Task prompt:
Your task is to filter the entries and copy every line containing the string "instance".

Referring expression pointing data:
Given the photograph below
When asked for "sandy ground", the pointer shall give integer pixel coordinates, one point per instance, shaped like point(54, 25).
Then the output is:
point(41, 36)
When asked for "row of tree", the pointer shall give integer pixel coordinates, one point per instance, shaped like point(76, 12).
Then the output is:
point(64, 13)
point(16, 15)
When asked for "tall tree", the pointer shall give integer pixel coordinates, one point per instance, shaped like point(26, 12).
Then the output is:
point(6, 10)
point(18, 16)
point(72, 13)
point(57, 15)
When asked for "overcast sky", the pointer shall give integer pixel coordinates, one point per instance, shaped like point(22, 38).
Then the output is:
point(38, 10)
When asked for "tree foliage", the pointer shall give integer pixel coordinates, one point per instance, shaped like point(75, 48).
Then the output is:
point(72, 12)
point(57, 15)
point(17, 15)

Solution for this exercise:
When asked for "sandy ground", the pointer shall give integer pixel coordinates, one point per instance, shaped like point(54, 25).
When asked for "row of tree", the pointer shall give integer pixel coordinates, one point per instance, shaped like point(76, 12).
When asked for "tall tree", the pointer shall give integer pixel coordinates, one point per instance, shaped like point(26, 12).
When asked for "overcast sky", the pointer shall give integer pixel coordinates, one point per instance, shaped like point(22, 38).
When asked for "tree foliage", the pointer shall give integer pixel coordinates, one point per instance, shaped like point(75, 48).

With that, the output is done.